§ Exercise requirements: Reproduce verbatim, line by line, everything from the line containing "Indicate a point on each instance of the yellow" to the last line of the listing below; add nothing.

== == ==

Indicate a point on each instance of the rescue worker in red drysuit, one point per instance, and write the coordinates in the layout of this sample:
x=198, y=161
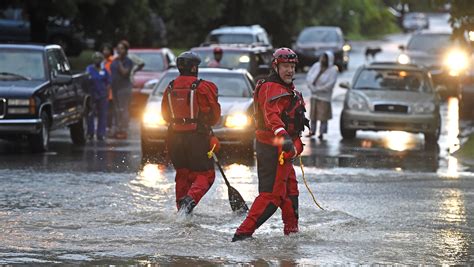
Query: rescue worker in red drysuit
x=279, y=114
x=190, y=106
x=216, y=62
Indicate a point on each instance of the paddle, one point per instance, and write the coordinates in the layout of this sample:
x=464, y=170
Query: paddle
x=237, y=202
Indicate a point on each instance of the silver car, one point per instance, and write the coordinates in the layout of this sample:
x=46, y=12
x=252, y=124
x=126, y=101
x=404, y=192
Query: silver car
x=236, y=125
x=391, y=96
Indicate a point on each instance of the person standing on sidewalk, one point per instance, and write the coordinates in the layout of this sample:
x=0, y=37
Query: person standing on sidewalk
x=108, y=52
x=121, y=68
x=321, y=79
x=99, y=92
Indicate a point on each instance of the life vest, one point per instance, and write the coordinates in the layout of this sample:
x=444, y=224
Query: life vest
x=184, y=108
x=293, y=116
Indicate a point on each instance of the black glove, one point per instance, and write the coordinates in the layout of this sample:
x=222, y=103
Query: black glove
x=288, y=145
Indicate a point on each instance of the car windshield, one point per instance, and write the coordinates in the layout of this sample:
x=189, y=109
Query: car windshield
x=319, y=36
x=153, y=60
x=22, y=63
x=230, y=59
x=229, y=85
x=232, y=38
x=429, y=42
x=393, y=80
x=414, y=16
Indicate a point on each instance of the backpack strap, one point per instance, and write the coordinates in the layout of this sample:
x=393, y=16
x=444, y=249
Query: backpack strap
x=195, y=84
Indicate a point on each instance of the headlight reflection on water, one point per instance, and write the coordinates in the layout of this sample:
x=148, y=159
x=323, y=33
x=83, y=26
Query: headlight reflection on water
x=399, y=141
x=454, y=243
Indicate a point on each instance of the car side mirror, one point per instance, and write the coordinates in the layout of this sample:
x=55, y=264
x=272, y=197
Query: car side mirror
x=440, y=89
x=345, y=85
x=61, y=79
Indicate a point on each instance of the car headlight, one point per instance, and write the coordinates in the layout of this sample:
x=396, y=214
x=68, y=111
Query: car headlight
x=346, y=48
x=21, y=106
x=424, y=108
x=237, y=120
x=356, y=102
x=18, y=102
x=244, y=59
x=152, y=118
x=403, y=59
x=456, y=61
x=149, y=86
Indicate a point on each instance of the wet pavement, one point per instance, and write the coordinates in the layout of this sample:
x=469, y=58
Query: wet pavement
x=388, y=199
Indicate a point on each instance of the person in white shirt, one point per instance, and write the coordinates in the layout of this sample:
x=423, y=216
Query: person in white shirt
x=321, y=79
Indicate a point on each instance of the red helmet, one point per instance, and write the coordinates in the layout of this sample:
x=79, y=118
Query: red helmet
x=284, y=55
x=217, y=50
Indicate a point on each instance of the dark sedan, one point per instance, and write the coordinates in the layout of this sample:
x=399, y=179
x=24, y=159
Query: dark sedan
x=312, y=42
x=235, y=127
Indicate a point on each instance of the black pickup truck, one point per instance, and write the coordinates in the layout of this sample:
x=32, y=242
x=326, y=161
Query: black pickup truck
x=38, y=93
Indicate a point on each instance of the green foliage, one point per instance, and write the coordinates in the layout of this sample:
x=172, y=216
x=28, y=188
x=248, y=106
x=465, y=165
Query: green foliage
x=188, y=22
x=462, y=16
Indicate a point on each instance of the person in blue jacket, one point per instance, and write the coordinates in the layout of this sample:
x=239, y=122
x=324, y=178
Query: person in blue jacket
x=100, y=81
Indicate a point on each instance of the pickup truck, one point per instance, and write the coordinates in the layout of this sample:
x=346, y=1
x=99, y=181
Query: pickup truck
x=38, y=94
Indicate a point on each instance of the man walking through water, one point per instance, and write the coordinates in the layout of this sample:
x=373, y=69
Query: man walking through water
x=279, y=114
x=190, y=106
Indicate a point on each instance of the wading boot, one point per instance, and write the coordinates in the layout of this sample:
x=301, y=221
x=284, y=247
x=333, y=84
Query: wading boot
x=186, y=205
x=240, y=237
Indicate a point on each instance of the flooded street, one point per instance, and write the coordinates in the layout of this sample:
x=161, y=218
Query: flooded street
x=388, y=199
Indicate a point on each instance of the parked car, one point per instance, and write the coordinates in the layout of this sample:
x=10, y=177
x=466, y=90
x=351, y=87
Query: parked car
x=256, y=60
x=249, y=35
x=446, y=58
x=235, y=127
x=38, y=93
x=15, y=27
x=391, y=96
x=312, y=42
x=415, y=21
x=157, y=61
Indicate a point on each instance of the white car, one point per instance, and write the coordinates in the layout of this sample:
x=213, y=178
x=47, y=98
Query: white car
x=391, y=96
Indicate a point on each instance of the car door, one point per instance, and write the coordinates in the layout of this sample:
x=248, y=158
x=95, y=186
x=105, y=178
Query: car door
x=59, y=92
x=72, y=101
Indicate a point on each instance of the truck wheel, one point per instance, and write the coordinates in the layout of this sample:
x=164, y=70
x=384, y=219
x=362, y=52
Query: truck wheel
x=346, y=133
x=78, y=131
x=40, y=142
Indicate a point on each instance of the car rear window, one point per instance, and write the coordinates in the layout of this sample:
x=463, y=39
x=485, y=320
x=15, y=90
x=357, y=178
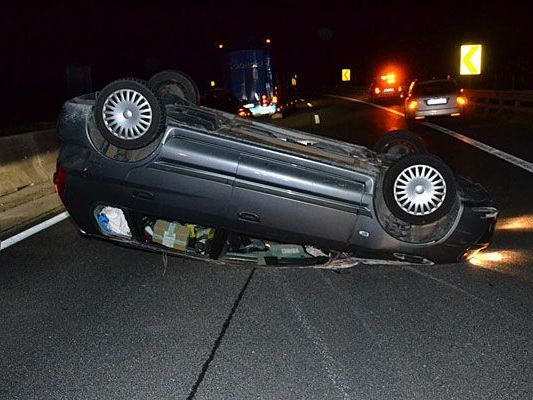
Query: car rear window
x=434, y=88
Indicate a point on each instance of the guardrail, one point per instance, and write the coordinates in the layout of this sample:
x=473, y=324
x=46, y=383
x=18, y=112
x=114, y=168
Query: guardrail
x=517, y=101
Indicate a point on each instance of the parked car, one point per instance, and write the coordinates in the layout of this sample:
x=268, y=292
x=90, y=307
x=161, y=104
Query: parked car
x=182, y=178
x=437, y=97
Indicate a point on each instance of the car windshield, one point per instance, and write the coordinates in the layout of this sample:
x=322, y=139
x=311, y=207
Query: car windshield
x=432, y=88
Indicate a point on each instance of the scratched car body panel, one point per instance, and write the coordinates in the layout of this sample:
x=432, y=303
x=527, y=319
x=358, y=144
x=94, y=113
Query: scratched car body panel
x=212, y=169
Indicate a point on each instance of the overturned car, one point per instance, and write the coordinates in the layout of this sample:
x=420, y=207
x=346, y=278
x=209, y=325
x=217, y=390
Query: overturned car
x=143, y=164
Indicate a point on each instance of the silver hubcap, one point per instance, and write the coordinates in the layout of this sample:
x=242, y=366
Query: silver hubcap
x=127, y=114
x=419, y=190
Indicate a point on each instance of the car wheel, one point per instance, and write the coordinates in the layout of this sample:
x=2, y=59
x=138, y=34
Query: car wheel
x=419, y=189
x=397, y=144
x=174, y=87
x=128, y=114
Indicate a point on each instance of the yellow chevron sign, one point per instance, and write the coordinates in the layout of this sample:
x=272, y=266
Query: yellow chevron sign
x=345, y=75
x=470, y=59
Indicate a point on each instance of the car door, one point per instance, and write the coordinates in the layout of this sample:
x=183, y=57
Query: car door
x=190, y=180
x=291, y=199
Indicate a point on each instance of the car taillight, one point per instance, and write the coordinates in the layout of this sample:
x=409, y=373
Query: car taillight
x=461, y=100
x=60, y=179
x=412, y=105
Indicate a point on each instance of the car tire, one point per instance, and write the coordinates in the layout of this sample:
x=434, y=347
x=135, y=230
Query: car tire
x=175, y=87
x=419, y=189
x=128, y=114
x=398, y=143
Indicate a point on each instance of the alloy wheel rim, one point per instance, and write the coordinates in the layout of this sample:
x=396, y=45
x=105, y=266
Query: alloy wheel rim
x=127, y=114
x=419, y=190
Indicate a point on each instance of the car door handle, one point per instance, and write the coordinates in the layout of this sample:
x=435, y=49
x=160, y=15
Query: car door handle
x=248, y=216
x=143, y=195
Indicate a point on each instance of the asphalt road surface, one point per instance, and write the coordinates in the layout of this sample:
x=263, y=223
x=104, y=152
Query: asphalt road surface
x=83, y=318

== == ==

§ Response:
Indicate a point on each instance of the yellow chevron sign, one point per instance, and write the coordinates in the layout of this sample:
x=272, y=266
Query: yellow chevron sign
x=345, y=75
x=470, y=59
Indicate a point on each instance of the car door, one point per instance, and write the coordinates in the layout of this sample:
x=183, y=57
Query: car door
x=190, y=180
x=291, y=199
Indicate a point on each instance of the car taillight, one point per instance, and write the coordinates in the layout of this sample:
x=409, y=373
Query: car taillight
x=461, y=100
x=60, y=179
x=412, y=105
Indicate a point on each instance of the car tire, one point per instance, and write the coordinates in the layout of this sample:
x=434, y=347
x=135, y=230
Query: car tire
x=175, y=87
x=419, y=189
x=128, y=114
x=398, y=143
Indicate a point on each instance of the alloy wheel rim, one point per instance, and write the coordinates in the layout of this sample:
x=396, y=45
x=105, y=266
Query: alloy wheel rim
x=127, y=114
x=419, y=190
Indicate a point on each instance of the car door handle, one point per instance, and write the coordinates in the layout of this sample:
x=435, y=49
x=160, y=15
Query: car door handle
x=248, y=216
x=143, y=195
Indicate a point on each instance of the asphalt road surface, one point per instance, and write the coordinates in the layout of this sample:
x=263, y=223
x=104, y=152
Query: asphalt road surface
x=83, y=318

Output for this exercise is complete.